* _Exercise directions_
Please quote every one of the records below word for word, omitting the pictures.

Dataset entries
════════

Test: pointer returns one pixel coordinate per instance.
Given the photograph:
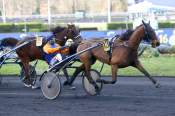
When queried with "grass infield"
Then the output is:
(156, 66)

════════

* _Response to this task_
Test: pointer returns one pixel coordinate per instance.
Given the photograph:
When queried with "grass infield"
Then the output is:
(156, 66)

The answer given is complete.